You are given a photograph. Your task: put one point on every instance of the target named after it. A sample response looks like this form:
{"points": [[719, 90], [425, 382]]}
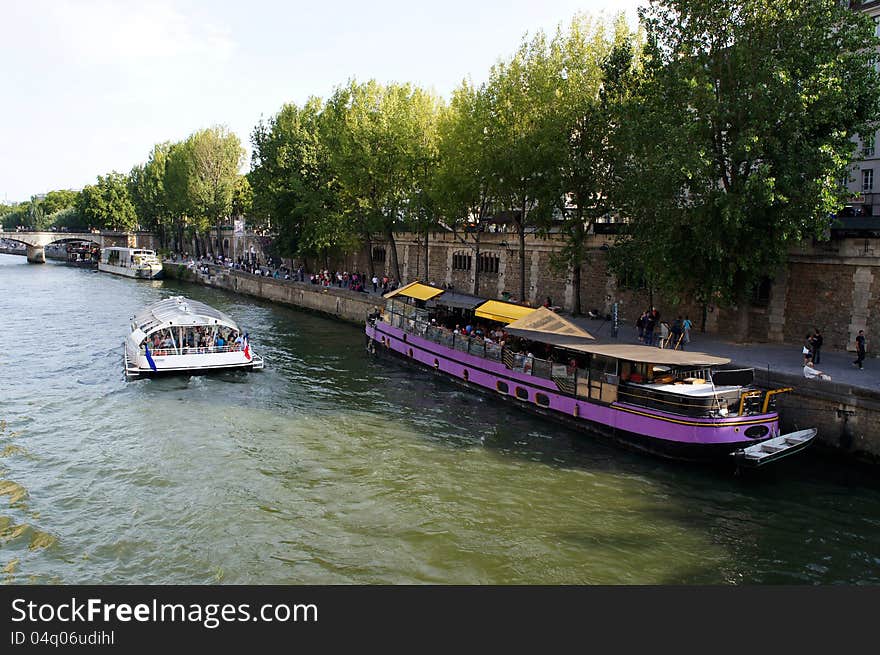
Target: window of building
{"points": [[488, 263], [461, 262], [761, 291]]}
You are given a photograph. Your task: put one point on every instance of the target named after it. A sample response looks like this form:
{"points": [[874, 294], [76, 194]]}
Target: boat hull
{"points": [[667, 435], [196, 364], [139, 272]]}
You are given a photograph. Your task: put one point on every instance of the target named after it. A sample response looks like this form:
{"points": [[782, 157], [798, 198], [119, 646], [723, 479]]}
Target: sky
{"points": [[91, 85]]}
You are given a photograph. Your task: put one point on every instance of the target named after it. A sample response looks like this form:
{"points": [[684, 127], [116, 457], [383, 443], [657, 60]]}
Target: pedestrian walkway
{"points": [[782, 358]]}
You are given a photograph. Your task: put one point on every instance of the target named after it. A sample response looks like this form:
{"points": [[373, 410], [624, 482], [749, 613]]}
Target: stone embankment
{"points": [[847, 416], [339, 303]]}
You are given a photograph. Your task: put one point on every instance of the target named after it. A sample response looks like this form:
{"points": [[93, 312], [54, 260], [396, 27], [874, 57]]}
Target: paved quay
{"points": [[777, 358]]}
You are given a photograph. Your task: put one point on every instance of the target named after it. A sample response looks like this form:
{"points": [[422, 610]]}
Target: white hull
{"points": [[193, 363], [143, 272]]}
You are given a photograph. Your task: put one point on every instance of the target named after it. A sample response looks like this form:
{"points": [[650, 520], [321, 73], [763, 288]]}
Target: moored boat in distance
{"points": [[179, 335], [130, 262], [677, 404]]}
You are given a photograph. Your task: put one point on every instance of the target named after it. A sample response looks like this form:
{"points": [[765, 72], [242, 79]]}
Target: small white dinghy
{"points": [[776, 448]]}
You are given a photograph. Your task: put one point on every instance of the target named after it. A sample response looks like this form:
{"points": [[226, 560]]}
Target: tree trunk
{"points": [[521, 228], [477, 263], [427, 234], [220, 239], [370, 264], [392, 245]]}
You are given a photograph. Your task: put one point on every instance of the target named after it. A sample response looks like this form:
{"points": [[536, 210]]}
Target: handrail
{"points": [[773, 392], [164, 352], [742, 400]]}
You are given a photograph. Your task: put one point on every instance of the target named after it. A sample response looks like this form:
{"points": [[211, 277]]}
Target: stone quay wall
{"points": [[832, 285], [848, 418], [339, 303]]}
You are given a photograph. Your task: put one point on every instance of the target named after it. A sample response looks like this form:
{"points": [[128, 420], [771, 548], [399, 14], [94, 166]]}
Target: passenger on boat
{"points": [[812, 373]]}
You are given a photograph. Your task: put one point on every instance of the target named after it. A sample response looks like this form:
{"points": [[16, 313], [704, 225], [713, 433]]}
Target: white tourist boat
{"points": [[130, 262], [179, 335]]}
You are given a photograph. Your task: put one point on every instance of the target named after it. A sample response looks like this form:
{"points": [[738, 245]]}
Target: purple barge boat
{"points": [[672, 403]]}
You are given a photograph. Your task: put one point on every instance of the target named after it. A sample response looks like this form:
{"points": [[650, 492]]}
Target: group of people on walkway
{"points": [[653, 331], [812, 352]]}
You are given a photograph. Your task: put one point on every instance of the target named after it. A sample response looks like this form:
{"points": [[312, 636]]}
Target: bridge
{"points": [[37, 241]]}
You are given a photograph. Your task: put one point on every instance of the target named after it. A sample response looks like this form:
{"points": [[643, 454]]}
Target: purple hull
{"points": [[653, 429]]}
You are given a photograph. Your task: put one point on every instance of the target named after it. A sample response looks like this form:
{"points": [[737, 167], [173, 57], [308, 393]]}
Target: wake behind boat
{"points": [[179, 335]]}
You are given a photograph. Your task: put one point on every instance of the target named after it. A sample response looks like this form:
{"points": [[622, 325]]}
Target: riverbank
{"points": [[846, 411]]}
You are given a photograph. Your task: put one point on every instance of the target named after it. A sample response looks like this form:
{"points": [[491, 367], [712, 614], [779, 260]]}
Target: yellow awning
{"points": [[415, 290], [503, 312]]}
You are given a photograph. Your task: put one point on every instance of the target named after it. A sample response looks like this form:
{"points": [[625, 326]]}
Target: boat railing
{"points": [[521, 362], [164, 352]]}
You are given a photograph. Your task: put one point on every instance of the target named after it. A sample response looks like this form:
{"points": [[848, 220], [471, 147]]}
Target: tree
{"points": [[738, 134], [293, 184], [147, 189], [465, 187], [215, 158], [55, 201], [107, 204], [521, 94], [378, 138], [595, 72]]}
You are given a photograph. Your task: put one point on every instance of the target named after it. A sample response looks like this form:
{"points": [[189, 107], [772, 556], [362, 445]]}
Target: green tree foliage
{"points": [[107, 204], [380, 140], [242, 197], [293, 187], [465, 186], [55, 201], [522, 95], [593, 64], [216, 157], [147, 189], [737, 136]]}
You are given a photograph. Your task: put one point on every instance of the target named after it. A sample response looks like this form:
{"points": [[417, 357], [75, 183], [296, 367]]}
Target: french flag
{"points": [[149, 358]]}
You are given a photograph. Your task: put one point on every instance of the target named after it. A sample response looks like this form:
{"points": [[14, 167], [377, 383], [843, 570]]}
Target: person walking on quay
{"points": [[640, 324], [860, 350], [807, 350], [816, 343], [812, 373]]}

========================================================================

● Work request: Restate every line of the listing exactly. Pictures are not part of the copy.

● Answer to this problem:
You are given a photograph. Your task: put one point on every instance of the target named after it. A sample response looks like this form:
{"points": [[719, 90], [425, 382]]}
Target: window of building
{"points": [[488, 263], [461, 262], [761, 291]]}
You are given a photograph. Your task: put one point on every instance of the target named after it. A sample response looks like this form:
{"points": [[874, 294], [76, 194]]}
Target: boat hull
{"points": [[667, 435], [196, 364], [139, 272]]}
You are given a photograph. Your task: put one point on every instance of the target named after it. A sample response looks like this form:
{"points": [[782, 157], [798, 198], [119, 646], [723, 479]]}
Target: sky
{"points": [[91, 85]]}
You are given a photograph. Your task: put one point on every instance of the target named after it. A sample response looks like this form:
{"points": [[684, 127], [116, 457], [383, 443], [657, 60]]}
Target: pedestrian walkway
{"points": [[782, 358]]}
You are given a photograph. Your task: put one point on every instance of the target named after it. A sample response looks like this form:
{"points": [[373, 410], [624, 482], [749, 613]]}
Target: stone embankment
{"points": [[847, 416], [339, 303]]}
You are given a photograph. Your task: put one point on every instance of the target named after it. A sample response looks like this form:
{"points": [[93, 312], [54, 260], [396, 27], [874, 57]]}
Target: paved quay
{"points": [[777, 358]]}
You are given a photograph. Your task: put one point on every instance of the target named after it. A sample response looks like this form:
{"points": [[422, 610]]}
Target: white hull
{"points": [[193, 363], [143, 272]]}
You are given a photograph. Your task: put one point on every instance of the target named after it. A sample response looks like this form:
{"points": [[650, 520], [321, 73], [763, 288]]}
Target: moored boat in distance
{"points": [[179, 335], [130, 262], [677, 404]]}
You are given a photograph. Your task: put one point on every instance of the target named after it. A sample response looks like this form:
{"points": [[765, 72], [242, 79]]}
Target: small white dinghy
{"points": [[776, 448]]}
You are given a photograph. Your task: put one point on every instance of the target named after it. A sample response looks like this form:
{"points": [[226, 560]]}
Target: tree trunk
{"points": [[521, 228], [477, 263], [427, 234], [220, 239], [370, 264], [392, 245]]}
You are given a photograph. Your task: put one point on every instance of the target named after it. A sample response looks like this form:
{"points": [[536, 210]]}
Target: handrail
{"points": [[773, 392], [164, 352], [742, 400]]}
You are given a photograph. Your task: put one point on every instance of the target named after it. A sample response looks like this form:
{"points": [[211, 277]]}
Target: stone quay wall
{"points": [[832, 285], [848, 418], [339, 303]]}
You are given a photograph. Your task: put one point on every instance of the target named after it. A sample response looks like this form:
{"points": [[128, 420], [771, 548], [399, 14], [94, 166]]}
Target: passenger on boat
{"points": [[812, 373]]}
You are given a photograph. Your task: put one point on every instance of the target named after it. A sample response looks like this form:
{"points": [[16, 313], [704, 225], [713, 433]]}
Target: white tourist boat
{"points": [[130, 262], [179, 335]]}
You are given a photograph. Your task: put one point on every instance of the target named after it. A sample response looks like this form:
{"points": [[738, 245]]}
Target: purple barge boat
{"points": [[672, 403]]}
You are given a photograph. Your task: put one point on every instance of the target named after it. A sample response looks like this form:
{"points": [[650, 492]]}
Target: group of people on walkway
{"points": [[653, 331], [812, 352]]}
You are given a photograph. Your task: put one point on every instance of the target named after it. A sample response looks like this form:
{"points": [[312, 636]]}
Target: bridge
{"points": [[37, 241]]}
You are given a photograph. Your task: put one point on every instance of the target named after it. A sample response looks like this form:
{"points": [[643, 454]]}
Target: purple hull
{"points": [[653, 429]]}
You are given a photograph. Your task: put one point on every instance of the target named after it. A sample response looks like this form:
{"points": [[737, 167], [173, 57], [308, 393]]}
Target: wake behind boat
{"points": [[179, 335]]}
You are given a photograph. Your task: put one point on every instance of the target named after it. A sample response looks like this form:
{"points": [[622, 325]]}
Target: riverbank
{"points": [[846, 411]]}
You are given a photograph. Your task: put one point on every instance of the target named after it. A sample response looks like this form:
{"points": [[491, 367], [712, 614], [779, 260]]}
Target: yellow awning
{"points": [[415, 290], [503, 312]]}
You are given a photograph. Your task: put one point on every instance of the target named after it. A sample response looks like this form:
{"points": [[625, 326]]}
Target: boat railing
{"points": [[521, 362], [164, 352]]}
You are given a photograph. Your task: put one point on every instance of the target named after it. A sample response looks like this form:
{"points": [[848, 220], [471, 147]]}
Target: tree
{"points": [[738, 134], [293, 184], [147, 189], [465, 187], [215, 158], [55, 201], [107, 204], [521, 94], [378, 138], [595, 72]]}
You are given a photograph. Your task: put one point on every instance of the target named after it. A sample response looks like this form:
{"points": [[189, 107], [772, 556], [362, 445]]}
Target: green tree foliage
{"points": [[107, 204], [380, 140], [242, 197], [293, 187], [465, 186], [55, 201], [522, 95], [593, 64], [216, 157], [147, 189], [737, 136]]}
You are given a photograph. Your task: put one point on every instance of the target named after it. A sample response looks like this form:
{"points": [[417, 357], [75, 183], [296, 367]]}
Target: french flag
{"points": [[149, 358]]}
You are given a photograph. Your task: put one point on every instance of the target named after it. A sample response looks like this form:
{"points": [[14, 167], [377, 383], [843, 570]]}
Target: person walking on quay
{"points": [[640, 324], [860, 350], [807, 350], [816, 343], [812, 373]]}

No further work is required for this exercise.